— Start Supplied records —

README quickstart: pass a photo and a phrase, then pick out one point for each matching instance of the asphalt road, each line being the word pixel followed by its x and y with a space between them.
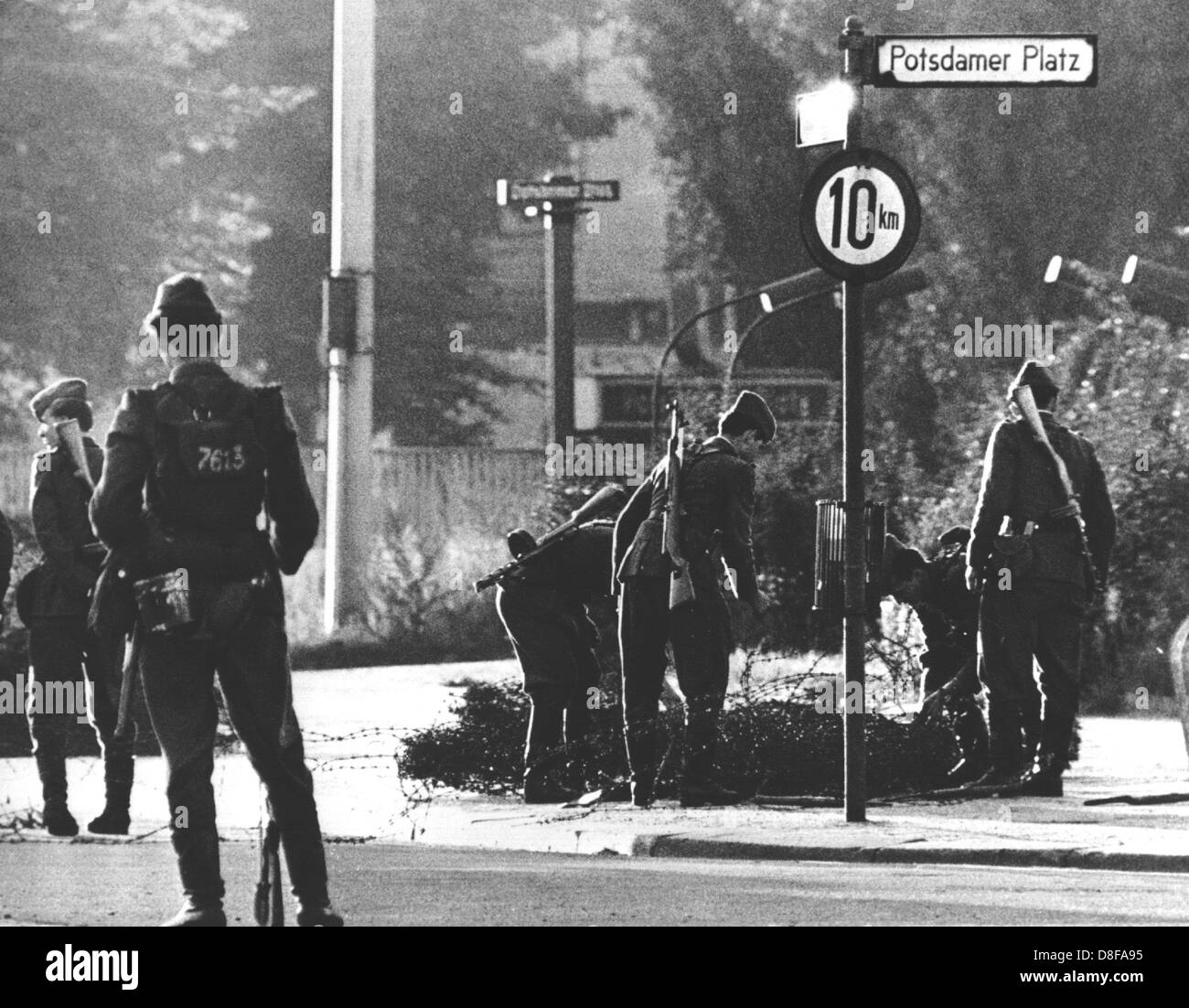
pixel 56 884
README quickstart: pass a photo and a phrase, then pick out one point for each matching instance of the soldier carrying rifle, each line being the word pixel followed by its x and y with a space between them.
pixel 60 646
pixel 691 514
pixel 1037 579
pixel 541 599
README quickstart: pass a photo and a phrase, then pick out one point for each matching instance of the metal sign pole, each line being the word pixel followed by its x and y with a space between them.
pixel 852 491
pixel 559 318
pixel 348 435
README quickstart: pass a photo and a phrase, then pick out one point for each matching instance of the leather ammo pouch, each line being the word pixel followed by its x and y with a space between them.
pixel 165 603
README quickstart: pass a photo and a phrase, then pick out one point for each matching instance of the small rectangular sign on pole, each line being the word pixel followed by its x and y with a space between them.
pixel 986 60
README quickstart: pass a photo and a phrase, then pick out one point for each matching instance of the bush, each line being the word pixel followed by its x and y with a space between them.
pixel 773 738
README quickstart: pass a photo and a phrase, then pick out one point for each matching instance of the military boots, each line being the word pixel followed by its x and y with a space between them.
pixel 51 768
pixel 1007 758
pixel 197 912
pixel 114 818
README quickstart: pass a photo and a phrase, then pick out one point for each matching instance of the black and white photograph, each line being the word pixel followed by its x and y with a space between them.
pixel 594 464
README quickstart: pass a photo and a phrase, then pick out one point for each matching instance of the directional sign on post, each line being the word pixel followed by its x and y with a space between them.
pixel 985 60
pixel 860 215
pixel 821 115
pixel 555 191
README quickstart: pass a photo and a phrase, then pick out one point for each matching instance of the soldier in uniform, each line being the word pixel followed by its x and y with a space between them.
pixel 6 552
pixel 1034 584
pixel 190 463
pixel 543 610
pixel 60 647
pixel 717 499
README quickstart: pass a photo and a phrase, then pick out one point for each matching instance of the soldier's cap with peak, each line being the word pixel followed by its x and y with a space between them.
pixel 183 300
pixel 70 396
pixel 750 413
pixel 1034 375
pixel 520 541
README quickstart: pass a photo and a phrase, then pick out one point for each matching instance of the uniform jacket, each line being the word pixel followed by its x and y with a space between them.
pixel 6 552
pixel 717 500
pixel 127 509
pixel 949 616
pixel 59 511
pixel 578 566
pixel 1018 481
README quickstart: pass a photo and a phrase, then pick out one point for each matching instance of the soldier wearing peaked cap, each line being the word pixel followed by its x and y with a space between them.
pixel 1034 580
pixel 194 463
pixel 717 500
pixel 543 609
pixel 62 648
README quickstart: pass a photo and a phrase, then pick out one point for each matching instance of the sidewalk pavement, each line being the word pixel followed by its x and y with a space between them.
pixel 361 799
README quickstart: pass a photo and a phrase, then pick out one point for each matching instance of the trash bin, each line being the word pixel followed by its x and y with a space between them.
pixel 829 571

— End Supplied records —

What to do:
Can you rewrite the whole listing above as a JSON list of strings, one string per line, skipping blank lines and leaving the pictures out?

Answer for this exercise:
[
  "README quickstart: pass a photo and a phrase, then pick out one point for each matching instance of the asphalt road, each line being the word pixel followed by its x and y with a space between them.",
  "pixel 56 884",
  "README quickstart: pass a photo and a phrase, then pick out one point for each matching instance of the soldier carrying rifle, each line being the word pixel followed by its x and y with a space between them.",
  "pixel 60 646",
  "pixel 691 514",
  "pixel 1037 579",
  "pixel 541 599",
  "README quickstart: pass a photo and a phrase, then pick out one point for each matching instance of the metal sign pole, each line being the word pixel followed by its x and y with a space between them.",
  "pixel 852 491",
  "pixel 559 318",
  "pixel 348 435",
  "README quickstart: pass a photo and a phrase, then pick out one point for each matching instance of the leather ammo pouch, each line being the word pixel followed by its x and y with a space between them.",
  "pixel 165 603",
  "README quickstart: pass a photo and a phrase, then pick out one point for each matching instance of the small rectangular sign on pole, each line being the word pixel followed by its x and y with a space between them.",
  "pixel 986 60",
  "README quickstart: pass a photo and a phrase, then pick out one point for each matching instance of the bush, each line being the word pixel followed by its x and y with a space between them.",
  "pixel 773 738",
  "README quickstart: pass a photo and a phrase, then pick out one point for each matching instance of the military boots, each line being the word pixel followed by its x and y with a space between them.",
  "pixel 51 768",
  "pixel 1007 758",
  "pixel 197 912",
  "pixel 114 818",
  "README quickstart: pass a photo and a phrase, then pick out one point for each matching instance of the black and white photograph, each line being the word pixel followed by its x and y with a space between them.",
  "pixel 594 464",
  "README quickstart: pass a photo and a phrase, then pick out one point for each matching instance of the directional sign on post, each line being the word pixel followed by its x and y with a space between them.",
  "pixel 985 60",
  "pixel 860 215",
  "pixel 821 115",
  "pixel 555 191",
  "README quickstart: pass a photo and a phrase, then pick out one point for each matching instance of the soldier in uniform, each line being the word pixel followed by its x and y with a space between them.",
  "pixel 6 552",
  "pixel 1034 584",
  "pixel 190 463",
  "pixel 543 610",
  "pixel 60 647",
  "pixel 717 499",
  "README quickstart: pass a photo and a phrase, then pick out one point for each matching instance of the soldier's cap with peak, each line being the word pixel followed by its x and y with a space between them.",
  "pixel 183 300",
  "pixel 70 396",
  "pixel 750 413",
  "pixel 1034 375",
  "pixel 520 541",
  "README quickstart: pass a photo and a phrase, then pick out one point for each matching instance of the uniform jacket, each line being the word pixel followed by its x and y with a space between them.",
  "pixel 6 552",
  "pixel 717 500",
  "pixel 127 509",
  "pixel 949 616",
  "pixel 59 511",
  "pixel 578 566",
  "pixel 1018 481",
  "README quickstart: pass a photo and a phrase, then pick out one point for each matching instance of the soldier wearing peaked cap, each line being the word pixel followed by its x and y with a space between them.",
  "pixel 1034 580",
  "pixel 194 463",
  "pixel 717 500",
  "pixel 543 609",
  "pixel 62 648",
  "README quickstart: pass a photo and a phrase, then pick out one point for each matching instance of the sidewalk pavement, each line being the word pixel followed by its x and y with a space between them.",
  "pixel 361 799",
  "README quickstart: pass a photo and a phrase, then pick out one point for each matching instance of the trash bin, each line being the word pixel followed by its x and y with a space between them.",
  "pixel 829 571"
]